SUPPLIED RECORDS
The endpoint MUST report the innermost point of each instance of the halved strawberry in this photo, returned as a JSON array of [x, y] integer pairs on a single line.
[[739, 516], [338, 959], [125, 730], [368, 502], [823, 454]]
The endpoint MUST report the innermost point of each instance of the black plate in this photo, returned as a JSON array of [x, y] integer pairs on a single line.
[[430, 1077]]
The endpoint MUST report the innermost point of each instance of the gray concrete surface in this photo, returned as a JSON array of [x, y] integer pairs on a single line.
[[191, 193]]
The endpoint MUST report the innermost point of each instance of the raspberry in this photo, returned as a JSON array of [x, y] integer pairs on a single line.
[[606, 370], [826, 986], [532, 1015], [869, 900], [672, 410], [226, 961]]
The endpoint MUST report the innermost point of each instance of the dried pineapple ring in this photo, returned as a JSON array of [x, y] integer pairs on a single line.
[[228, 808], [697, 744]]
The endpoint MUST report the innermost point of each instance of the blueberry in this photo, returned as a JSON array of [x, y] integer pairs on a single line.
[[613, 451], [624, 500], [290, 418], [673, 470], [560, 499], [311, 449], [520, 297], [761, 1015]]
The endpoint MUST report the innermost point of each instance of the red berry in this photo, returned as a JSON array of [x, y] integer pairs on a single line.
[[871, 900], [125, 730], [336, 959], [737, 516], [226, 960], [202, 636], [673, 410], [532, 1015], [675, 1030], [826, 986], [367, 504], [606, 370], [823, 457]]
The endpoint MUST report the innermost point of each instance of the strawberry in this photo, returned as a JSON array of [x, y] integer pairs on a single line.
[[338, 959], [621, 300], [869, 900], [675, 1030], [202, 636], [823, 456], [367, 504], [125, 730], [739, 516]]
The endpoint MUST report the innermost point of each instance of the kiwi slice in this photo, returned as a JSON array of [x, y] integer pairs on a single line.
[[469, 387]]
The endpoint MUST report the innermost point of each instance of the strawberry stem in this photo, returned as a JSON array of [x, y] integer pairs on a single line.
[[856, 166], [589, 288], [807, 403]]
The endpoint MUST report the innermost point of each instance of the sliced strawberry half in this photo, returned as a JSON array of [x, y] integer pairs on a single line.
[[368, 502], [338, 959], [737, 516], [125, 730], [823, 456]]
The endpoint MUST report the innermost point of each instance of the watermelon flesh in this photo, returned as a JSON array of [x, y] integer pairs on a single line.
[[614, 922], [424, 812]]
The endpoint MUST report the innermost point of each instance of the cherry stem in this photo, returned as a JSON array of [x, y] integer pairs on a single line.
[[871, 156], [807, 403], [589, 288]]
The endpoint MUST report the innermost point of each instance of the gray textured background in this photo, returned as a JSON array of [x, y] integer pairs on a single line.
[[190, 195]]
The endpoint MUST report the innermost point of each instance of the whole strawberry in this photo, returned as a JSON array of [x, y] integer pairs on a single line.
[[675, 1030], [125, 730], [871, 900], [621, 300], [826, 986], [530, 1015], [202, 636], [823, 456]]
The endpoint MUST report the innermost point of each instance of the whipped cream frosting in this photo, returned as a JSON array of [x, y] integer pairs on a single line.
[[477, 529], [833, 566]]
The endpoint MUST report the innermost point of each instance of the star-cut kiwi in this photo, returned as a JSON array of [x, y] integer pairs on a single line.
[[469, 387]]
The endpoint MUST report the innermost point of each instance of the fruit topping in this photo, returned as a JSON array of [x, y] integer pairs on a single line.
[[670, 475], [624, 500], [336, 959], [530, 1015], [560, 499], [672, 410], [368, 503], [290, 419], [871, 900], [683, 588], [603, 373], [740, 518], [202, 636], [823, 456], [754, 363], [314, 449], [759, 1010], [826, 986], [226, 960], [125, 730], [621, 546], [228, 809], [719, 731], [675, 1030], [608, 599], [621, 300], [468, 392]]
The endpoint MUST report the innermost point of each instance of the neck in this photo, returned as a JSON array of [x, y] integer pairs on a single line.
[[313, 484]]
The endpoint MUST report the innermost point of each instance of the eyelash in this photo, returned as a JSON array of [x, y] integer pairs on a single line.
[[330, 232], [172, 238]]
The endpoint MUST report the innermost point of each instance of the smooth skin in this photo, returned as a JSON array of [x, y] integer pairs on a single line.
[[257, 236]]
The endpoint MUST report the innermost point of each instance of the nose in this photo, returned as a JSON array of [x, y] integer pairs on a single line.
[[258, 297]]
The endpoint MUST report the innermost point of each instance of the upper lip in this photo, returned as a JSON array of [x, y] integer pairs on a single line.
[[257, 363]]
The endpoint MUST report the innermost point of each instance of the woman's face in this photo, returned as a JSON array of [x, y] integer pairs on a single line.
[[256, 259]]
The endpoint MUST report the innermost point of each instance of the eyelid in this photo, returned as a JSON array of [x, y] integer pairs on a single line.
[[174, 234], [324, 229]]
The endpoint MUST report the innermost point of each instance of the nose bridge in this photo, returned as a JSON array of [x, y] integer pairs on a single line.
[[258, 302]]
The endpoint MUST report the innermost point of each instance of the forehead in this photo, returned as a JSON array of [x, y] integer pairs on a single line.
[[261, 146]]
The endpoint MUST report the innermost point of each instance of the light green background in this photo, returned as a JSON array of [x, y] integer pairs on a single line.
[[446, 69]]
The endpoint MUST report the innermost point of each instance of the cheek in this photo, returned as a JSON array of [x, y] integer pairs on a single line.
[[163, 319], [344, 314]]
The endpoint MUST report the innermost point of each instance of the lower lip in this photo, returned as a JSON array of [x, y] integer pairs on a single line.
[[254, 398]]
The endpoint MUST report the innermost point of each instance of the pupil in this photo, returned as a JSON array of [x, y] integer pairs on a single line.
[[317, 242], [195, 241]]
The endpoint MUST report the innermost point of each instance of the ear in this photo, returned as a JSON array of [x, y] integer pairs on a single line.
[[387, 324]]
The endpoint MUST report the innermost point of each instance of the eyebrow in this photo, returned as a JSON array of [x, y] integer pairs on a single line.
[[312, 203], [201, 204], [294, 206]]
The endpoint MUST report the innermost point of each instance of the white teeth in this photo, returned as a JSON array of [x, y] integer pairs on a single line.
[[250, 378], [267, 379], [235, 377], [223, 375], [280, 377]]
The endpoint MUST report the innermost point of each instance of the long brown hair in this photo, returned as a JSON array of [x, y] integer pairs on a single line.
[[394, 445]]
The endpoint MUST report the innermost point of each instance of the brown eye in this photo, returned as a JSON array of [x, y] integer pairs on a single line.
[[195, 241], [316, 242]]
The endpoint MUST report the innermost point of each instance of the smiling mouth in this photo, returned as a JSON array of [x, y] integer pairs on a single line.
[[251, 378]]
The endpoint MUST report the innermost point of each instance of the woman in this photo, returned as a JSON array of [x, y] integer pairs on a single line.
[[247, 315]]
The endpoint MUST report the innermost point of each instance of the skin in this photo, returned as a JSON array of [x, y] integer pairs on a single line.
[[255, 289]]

TASK DETAILS
Rewrite the rows above as a numbered list, leaving out any blank lines.

THE RESULT
1. The endpoint MUST report the innermost point of each instance of the halved strawberry in this photo, returned as a JSON array of [x, y] integer pairs on a single line.
2. [[739, 516], [338, 959], [125, 730], [368, 502], [823, 454]]
3. The endpoint MUST report the innermost point of each instance of the black plate in this photo, returned as a JSON array of [x, y] integer pairs on a single line.
4. [[430, 1077]]
5. The endpoint MUST report the innermost point of each instance of the gray concrete surface in this photo, returned as a JSON array of [x, y] integer pairs on a single line.
6. [[191, 193]]
7. The endpoint MUST report the innermost point of each instance of the raspberry in this photo, returned as a JSON array of [x, y] integer pairs on a single line.
8. [[606, 370], [826, 986], [532, 1015], [869, 900], [672, 410], [226, 961]]
9. The endpoint MUST report the innermost point of each instance of the dried pineapple ring in this photo, returned as a JSON array of [x, y] integer pairs on a single line.
10. [[228, 808], [697, 744]]
11. The endpoint MUST report the innermost point of each instance of the blueberry in this photo, returned as a JSON array of [x, y] integer pairs on a single line.
12. [[613, 451], [624, 500], [290, 418], [673, 470], [560, 499], [311, 449], [520, 297], [761, 1015]]
13. The endpoint MUST report the innermost point of each instance of the red berry in this photo, returned as a JSON array of [x, y] integer pairs on a single line.
14. [[871, 900], [125, 730], [336, 959], [737, 516], [226, 960], [202, 636], [673, 410], [532, 1015], [675, 1030], [826, 986], [367, 504], [606, 370], [823, 457]]
15. The endpoint MUST report the innermost point of each instance of the strawberry in this photo, returned as a JSON array of [x, y] integer pairs on a single line.
16. [[338, 959], [621, 300], [869, 900], [675, 1030], [202, 636], [823, 456], [367, 504], [125, 730], [739, 516]]
17. The endpoint MUST report the innermost point of each instance of the kiwi slice in this photo, returned as a JSON array of [x, y] integer pairs on a single line.
18. [[469, 387]]
19. The endpoint MUST report the innermost point of each instance of the strawberry stem in this photo, returned as a JSON array of [x, y] integer pairs on a single line.
20. [[856, 166], [589, 288], [807, 403]]
21. The endpoint MUST report the innermost point of each instance of the sliced strawberry half in this photo, returned as a JSON array of [x, y] integer pairs on a single line.
22. [[368, 502], [338, 959], [737, 516], [125, 730], [823, 456]]
23. The endpoint MUST report the innermost point of each instance of the watermelon flesh in this photo, returned as a JSON array of [x, y] integer pairs on a single line.
24. [[614, 922], [424, 812]]
25. The endpoint MUST report the innermost point of each instance of the cherry stem in this photo, returned as a JSON array of [x, y] integer pairs on a single line.
26. [[871, 156], [807, 403], [589, 288]]
27. The endpoint MUST report the innermost point of each instance of the gray textured background in this photo, returned as a JSON array of [x, y] integer pairs on a single line.
28. [[190, 195]]
29. The endpoint MUST report the innermost point of each instance of the whole strawberry in this photo, returned as a JSON array of [x, y] integer pairs on a single line.
30. [[675, 1030], [125, 730], [871, 900], [621, 300], [826, 986], [530, 1015], [202, 636], [823, 456]]
31. The endpoint MUST report the innermost point of each instance of the whipped cream frosting in this photo, returned as a JSON array of [x, y] integer pairs on a single line.
32. [[477, 529], [833, 566]]
33. The endpoint MUST report the innermost point of each instance of the star-cut kiwi in this photo, returned as a JSON array of [x, y] integer pairs on a single line.
34. [[469, 387]]
35. The endpoint MUST report the innermost point of each instance of the fruit topping in this photo, returned as a JSON array of [x, y] integer pairs on a single line.
36. [[670, 475], [624, 500], [336, 959], [530, 1015], [560, 499], [672, 410], [368, 503], [290, 419], [871, 900], [683, 588], [603, 373], [740, 518], [202, 636], [823, 456], [754, 363], [314, 449], [759, 1010], [826, 986], [226, 960], [125, 730], [621, 546], [228, 809], [719, 731], [675, 1030], [608, 599], [621, 300], [468, 392]]
37. The endpoint MUST report the innermost point of each instance of the neck in this photo, returned as a JSON array of [x, y] integer pairs on a single line.
38. [[313, 484]]
39. The endpoint MUST report the innermost point of each instance of the eyelash in this photo, returned as a JSON array of [x, y] integer pairs on a single line.
40. [[330, 232], [172, 238]]
41. The endpoint MUST report the innermost point of each instance of the smooth skin in this photo, returned as a JSON array of [x, y] integer pairs on a single line.
42. [[257, 236]]
43. The endpoint MUST report the innermost point of each instance of the nose in this photo, returned as a JSON array of [x, y] integer pairs on a single line.
44. [[258, 297]]
45. The endpoint MUST report the innermost point of each instance of the upper lip in this photo, returned as a JSON array of [x, y] integer pairs on a single line.
46. [[257, 363]]
47. The endpoint MUST report the innermost point of each instance of the woman's face in this photo, returned as a JSON array of [x, y] integer pairs on a single line.
48. [[256, 259]]
49. The endpoint MUST report the innermost point of each instance of the eyelid in this photo, returned as a JSON array of [x, y] integer pairs on a single line.
50. [[174, 234], [324, 229]]
51. The endpoint MUST report the innermost point of each instance of the nose bridge in this photo, returned as a JSON array of [x, y] integer pairs on a single line.
52. [[258, 302]]
53. The endpoint MUST report the innermost point of each instance of the forehead in this photo, returned as a JSON array of [x, y] integer pairs on a single line.
54. [[261, 146]]
55. The endpoint MUST report the innermost point of each instance of the light green background in this photo, returned as a JSON array of [x, y] integer pairs on a single line.
56. [[446, 69]]
57. The endpoint MUST report the innermost point of each instance of the cheek in this photo, returned as a JSON array of [x, y] integer pairs on a single line.
58. [[163, 319], [344, 314]]
59. The endpoint MUST report the innermost point of each instance of the lower lip in this photo, returned as a JSON array of [x, y] integer pairs on a single line.
60. [[254, 398]]
61. The endpoint MUST report the innermost point of each instance of the pupil in this photo, returned as a JSON array of [x, y] integer pairs on a single line.
62. [[317, 242], [195, 241]]
63. The endpoint MUST report the innermost point of each instance of the ear in this photo, returned as a JSON array of [x, y] integer pairs on a single line.
64. [[387, 324]]
65. The endpoint MUST report the innermost point of each instance of the eyebrow in this photo, returned as a JSON array of [x, y] integer pairs on a single line.
66. [[312, 203], [201, 204], [294, 206]]
67. The endpoint MUST report the innermost point of each instance of the white teeth in this photo, returned as a JSON array of [x, y] integer pairs on a single line.
68. [[250, 378], [267, 379], [235, 377], [223, 375], [280, 377]]
69. The endpoint MUST report the innermost point of each instance of the long brown hair in this photo, returned as a JSON array of [x, y] integer pairs on a single line.
70. [[394, 445]]
71. The endpoint MUST report the innermost point of each instance of the brown eye in this photo, returned as a JSON array of [x, y] integer pairs on a single line.
72. [[195, 241], [316, 242]]
73. The endpoint MUST report the innermost point of each instance of the smiling mouth in this photo, returned as a JSON array of [x, y] integer pairs on a single line.
74. [[251, 378]]
75. The endpoint MUST report the innermost point of each instance of the woman in this photo, returned as a JSON array of [x, y] integer pairs on a single line.
76. [[247, 315]]
77. The endpoint MUST report the innermost point of each instance of the skin in this photo, returned as a JSON array of [x, y] integer pairs on a single line.
78. [[255, 289]]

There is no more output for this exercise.